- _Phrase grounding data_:
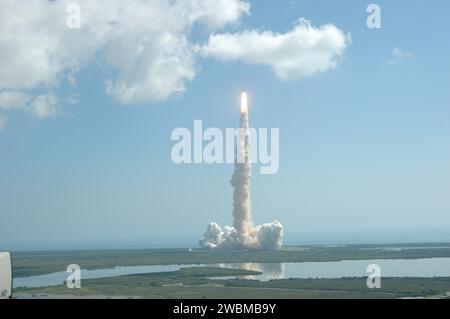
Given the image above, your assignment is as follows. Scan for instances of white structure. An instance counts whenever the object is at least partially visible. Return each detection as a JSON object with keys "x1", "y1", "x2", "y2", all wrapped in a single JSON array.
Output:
[{"x1": 0, "y1": 252, "x2": 12, "y2": 299}]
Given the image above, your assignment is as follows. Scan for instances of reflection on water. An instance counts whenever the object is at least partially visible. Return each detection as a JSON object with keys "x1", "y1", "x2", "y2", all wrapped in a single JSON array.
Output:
[
  {"x1": 211, "y1": 258, "x2": 450, "y2": 281},
  {"x1": 14, "y1": 258, "x2": 450, "y2": 288},
  {"x1": 210, "y1": 263, "x2": 285, "y2": 280}
]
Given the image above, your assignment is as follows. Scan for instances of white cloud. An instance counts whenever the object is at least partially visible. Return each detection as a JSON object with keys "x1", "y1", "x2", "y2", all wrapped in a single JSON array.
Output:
[
  {"x1": 0, "y1": 1, "x2": 350, "y2": 130},
  {"x1": 198, "y1": 18, "x2": 350, "y2": 80},
  {"x1": 0, "y1": 91, "x2": 31, "y2": 111},
  {"x1": 0, "y1": 90, "x2": 58, "y2": 119},
  {"x1": 0, "y1": 0, "x2": 249, "y2": 108},
  {"x1": 387, "y1": 47, "x2": 413, "y2": 64},
  {"x1": 29, "y1": 94, "x2": 59, "y2": 119}
]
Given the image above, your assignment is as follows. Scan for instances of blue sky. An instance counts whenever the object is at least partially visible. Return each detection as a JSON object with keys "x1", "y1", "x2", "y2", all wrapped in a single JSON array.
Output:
[{"x1": 1, "y1": 0, "x2": 450, "y2": 250}]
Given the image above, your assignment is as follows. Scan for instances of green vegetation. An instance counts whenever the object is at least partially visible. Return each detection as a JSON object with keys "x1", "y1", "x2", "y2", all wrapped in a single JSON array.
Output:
[
  {"x1": 15, "y1": 267, "x2": 450, "y2": 299},
  {"x1": 212, "y1": 277, "x2": 450, "y2": 297}
]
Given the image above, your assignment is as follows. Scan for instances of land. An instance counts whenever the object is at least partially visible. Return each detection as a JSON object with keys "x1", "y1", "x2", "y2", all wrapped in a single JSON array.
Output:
[
  {"x1": 11, "y1": 243, "x2": 450, "y2": 299},
  {"x1": 14, "y1": 268, "x2": 450, "y2": 299},
  {"x1": 12, "y1": 243, "x2": 450, "y2": 277}
]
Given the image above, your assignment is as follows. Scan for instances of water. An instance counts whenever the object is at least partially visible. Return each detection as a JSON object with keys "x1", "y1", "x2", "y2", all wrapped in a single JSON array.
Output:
[
  {"x1": 360, "y1": 246, "x2": 450, "y2": 252},
  {"x1": 13, "y1": 264, "x2": 187, "y2": 288},
  {"x1": 14, "y1": 258, "x2": 450, "y2": 288},
  {"x1": 210, "y1": 258, "x2": 450, "y2": 281}
]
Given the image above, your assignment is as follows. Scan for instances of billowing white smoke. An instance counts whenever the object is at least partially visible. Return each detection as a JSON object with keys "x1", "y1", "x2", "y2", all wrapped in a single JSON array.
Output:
[
  {"x1": 199, "y1": 221, "x2": 283, "y2": 250},
  {"x1": 200, "y1": 93, "x2": 283, "y2": 250}
]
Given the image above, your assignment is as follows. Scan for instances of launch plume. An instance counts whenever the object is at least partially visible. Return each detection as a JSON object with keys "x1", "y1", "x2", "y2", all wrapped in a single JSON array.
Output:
[{"x1": 200, "y1": 91, "x2": 283, "y2": 250}]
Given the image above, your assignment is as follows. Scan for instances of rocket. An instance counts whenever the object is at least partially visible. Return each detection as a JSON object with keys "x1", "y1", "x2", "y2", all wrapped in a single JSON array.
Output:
[
  {"x1": 199, "y1": 90, "x2": 284, "y2": 250},
  {"x1": 231, "y1": 90, "x2": 254, "y2": 238},
  {"x1": 199, "y1": 90, "x2": 283, "y2": 250},
  {"x1": 237, "y1": 90, "x2": 250, "y2": 163},
  {"x1": 240, "y1": 90, "x2": 248, "y2": 114}
]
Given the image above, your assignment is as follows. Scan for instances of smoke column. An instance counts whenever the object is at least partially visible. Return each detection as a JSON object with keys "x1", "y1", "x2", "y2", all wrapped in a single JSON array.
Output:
[
  {"x1": 199, "y1": 91, "x2": 283, "y2": 250},
  {"x1": 231, "y1": 91, "x2": 258, "y2": 248}
]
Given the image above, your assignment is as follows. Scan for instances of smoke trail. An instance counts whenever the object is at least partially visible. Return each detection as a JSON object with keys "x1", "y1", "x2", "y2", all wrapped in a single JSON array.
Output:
[
  {"x1": 231, "y1": 103, "x2": 260, "y2": 248},
  {"x1": 199, "y1": 91, "x2": 283, "y2": 250}
]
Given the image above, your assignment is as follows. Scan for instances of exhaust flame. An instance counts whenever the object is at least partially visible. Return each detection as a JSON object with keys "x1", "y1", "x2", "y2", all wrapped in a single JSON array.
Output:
[
  {"x1": 240, "y1": 91, "x2": 248, "y2": 114},
  {"x1": 199, "y1": 91, "x2": 283, "y2": 250}
]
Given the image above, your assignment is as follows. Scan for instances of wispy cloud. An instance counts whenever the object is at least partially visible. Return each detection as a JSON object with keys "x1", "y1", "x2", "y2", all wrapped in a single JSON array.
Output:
[
  {"x1": 386, "y1": 47, "x2": 413, "y2": 65},
  {"x1": 289, "y1": 0, "x2": 300, "y2": 10},
  {"x1": 0, "y1": 90, "x2": 59, "y2": 126}
]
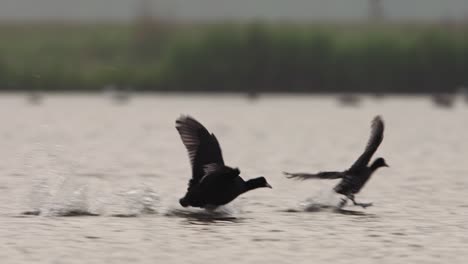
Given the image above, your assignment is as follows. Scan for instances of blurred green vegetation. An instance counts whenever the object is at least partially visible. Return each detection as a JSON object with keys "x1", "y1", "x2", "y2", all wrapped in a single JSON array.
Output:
[{"x1": 0, "y1": 22, "x2": 467, "y2": 93}]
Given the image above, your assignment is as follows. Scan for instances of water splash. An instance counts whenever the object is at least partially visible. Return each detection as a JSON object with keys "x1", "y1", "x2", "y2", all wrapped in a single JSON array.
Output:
[
  {"x1": 291, "y1": 191, "x2": 375, "y2": 216},
  {"x1": 108, "y1": 185, "x2": 160, "y2": 217},
  {"x1": 24, "y1": 180, "x2": 98, "y2": 217},
  {"x1": 44, "y1": 182, "x2": 98, "y2": 216},
  {"x1": 23, "y1": 143, "x2": 99, "y2": 216},
  {"x1": 299, "y1": 190, "x2": 343, "y2": 212}
]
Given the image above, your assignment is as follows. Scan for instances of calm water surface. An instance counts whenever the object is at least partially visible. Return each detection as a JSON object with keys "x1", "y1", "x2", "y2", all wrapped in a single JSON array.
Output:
[{"x1": 0, "y1": 94, "x2": 467, "y2": 263}]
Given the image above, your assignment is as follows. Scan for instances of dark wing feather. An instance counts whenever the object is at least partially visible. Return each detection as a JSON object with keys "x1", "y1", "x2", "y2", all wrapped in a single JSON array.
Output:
[
  {"x1": 202, "y1": 163, "x2": 224, "y2": 176},
  {"x1": 199, "y1": 164, "x2": 240, "y2": 184},
  {"x1": 176, "y1": 115, "x2": 225, "y2": 187},
  {"x1": 283, "y1": 171, "x2": 344, "y2": 180},
  {"x1": 348, "y1": 116, "x2": 384, "y2": 172}
]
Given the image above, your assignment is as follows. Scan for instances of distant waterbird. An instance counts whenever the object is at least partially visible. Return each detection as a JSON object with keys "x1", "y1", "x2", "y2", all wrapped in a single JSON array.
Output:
[
  {"x1": 284, "y1": 116, "x2": 388, "y2": 208},
  {"x1": 458, "y1": 87, "x2": 468, "y2": 104},
  {"x1": 337, "y1": 94, "x2": 361, "y2": 107},
  {"x1": 102, "y1": 85, "x2": 132, "y2": 104},
  {"x1": 431, "y1": 93, "x2": 455, "y2": 108},
  {"x1": 26, "y1": 92, "x2": 43, "y2": 105},
  {"x1": 246, "y1": 91, "x2": 260, "y2": 102},
  {"x1": 176, "y1": 115, "x2": 272, "y2": 209}
]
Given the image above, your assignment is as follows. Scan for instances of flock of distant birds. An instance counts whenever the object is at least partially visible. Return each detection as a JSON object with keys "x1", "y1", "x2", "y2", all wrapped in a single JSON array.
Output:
[
  {"x1": 337, "y1": 91, "x2": 468, "y2": 108},
  {"x1": 26, "y1": 87, "x2": 468, "y2": 109}
]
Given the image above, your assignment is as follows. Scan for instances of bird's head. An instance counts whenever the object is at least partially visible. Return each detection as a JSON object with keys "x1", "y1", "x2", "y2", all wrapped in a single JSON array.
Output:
[
  {"x1": 246, "y1": 177, "x2": 272, "y2": 190},
  {"x1": 371, "y1": 157, "x2": 389, "y2": 170}
]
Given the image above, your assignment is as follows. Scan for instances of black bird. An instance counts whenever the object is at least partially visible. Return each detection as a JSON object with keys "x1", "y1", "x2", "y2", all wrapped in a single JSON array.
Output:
[
  {"x1": 284, "y1": 116, "x2": 388, "y2": 208},
  {"x1": 176, "y1": 115, "x2": 272, "y2": 208}
]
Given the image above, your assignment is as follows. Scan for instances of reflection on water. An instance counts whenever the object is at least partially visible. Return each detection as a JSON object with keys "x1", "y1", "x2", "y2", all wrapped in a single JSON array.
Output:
[
  {"x1": 165, "y1": 208, "x2": 241, "y2": 224},
  {"x1": 0, "y1": 94, "x2": 467, "y2": 264}
]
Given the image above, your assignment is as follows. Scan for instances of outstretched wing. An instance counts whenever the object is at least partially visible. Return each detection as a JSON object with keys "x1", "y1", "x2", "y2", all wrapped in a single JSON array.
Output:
[
  {"x1": 348, "y1": 116, "x2": 384, "y2": 172},
  {"x1": 176, "y1": 115, "x2": 225, "y2": 188},
  {"x1": 283, "y1": 171, "x2": 344, "y2": 180}
]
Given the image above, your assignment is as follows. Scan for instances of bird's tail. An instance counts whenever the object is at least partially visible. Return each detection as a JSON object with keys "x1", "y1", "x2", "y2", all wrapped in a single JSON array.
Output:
[{"x1": 179, "y1": 197, "x2": 190, "y2": 207}]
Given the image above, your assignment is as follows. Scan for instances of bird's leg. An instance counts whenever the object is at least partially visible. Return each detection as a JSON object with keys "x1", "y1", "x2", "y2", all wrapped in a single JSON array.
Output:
[
  {"x1": 355, "y1": 201, "x2": 373, "y2": 209},
  {"x1": 348, "y1": 195, "x2": 373, "y2": 208},
  {"x1": 337, "y1": 198, "x2": 348, "y2": 208}
]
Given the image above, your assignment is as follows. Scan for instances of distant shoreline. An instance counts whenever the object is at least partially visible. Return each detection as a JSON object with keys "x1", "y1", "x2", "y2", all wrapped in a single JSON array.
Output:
[{"x1": 0, "y1": 22, "x2": 466, "y2": 93}]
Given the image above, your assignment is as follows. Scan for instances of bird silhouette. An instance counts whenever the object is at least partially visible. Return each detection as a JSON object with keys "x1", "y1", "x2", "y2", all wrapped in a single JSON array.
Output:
[
  {"x1": 176, "y1": 115, "x2": 271, "y2": 209},
  {"x1": 284, "y1": 116, "x2": 388, "y2": 208}
]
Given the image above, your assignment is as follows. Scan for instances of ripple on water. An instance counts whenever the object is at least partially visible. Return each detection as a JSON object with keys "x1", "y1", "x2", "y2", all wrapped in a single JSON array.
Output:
[{"x1": 2, "y1": 95, "x2": 467, "y2": 263}]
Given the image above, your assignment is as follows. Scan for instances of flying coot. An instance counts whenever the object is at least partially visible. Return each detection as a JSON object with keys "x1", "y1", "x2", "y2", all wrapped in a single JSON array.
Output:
[
  {"x1": 284, "y1": 116, "x2": 388, "y2": 208},
  {"x1": 176, "y1": 115, "x2": 272, "y2": 209}
]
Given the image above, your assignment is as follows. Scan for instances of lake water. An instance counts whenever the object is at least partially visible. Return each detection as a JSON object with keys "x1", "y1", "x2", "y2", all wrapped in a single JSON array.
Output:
[{"x1": 0, "y1": 94, "x2": 467, "y2": 263}]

- _ABOUT THIS EXERCISE_: Starting with the line that contains "instances of ripple", return each line through the last one of the data above, exactly as written and nothing more.

- _RESPONSE BOX_:
Given the image above, your assignment is as follows. Scan for instances of ripple on water. An instance counts whenever the object is at least partially visible. Return each detection as a JSON object with keys "x1", "y1", "x2", "y2", all wrapped in a single JSON array.
Output:
[{"x1": 2, "y1": 95, "x2": 467, "y2": 263}]
Given the image above, your assignment is as follows. Scan for instances of flying coot. An instance counts whenever the object is at least partially visible. Return each detection as a JSON object with keys "x1", "y1", "x2", "y2", all wrapped in a single JSON array.
Output:
[
  {"x1": 284, "y1": 116, "x2": 388, "y2": 208},
  {"x1": 176, "y1": 115, "x2": 272, "y2": 209}
]
Given the image above, your assignment is as follows. Scan for instances of lake water. An instance counts whenever the object is at least partially visible. Return each detection as a JSON object with keys "x1", "y1", "x2", "y2", all wrapped in a single JSON array.
Output:
[{"x1": 0, "y1": 94, "x2": 467, "y2": 263}]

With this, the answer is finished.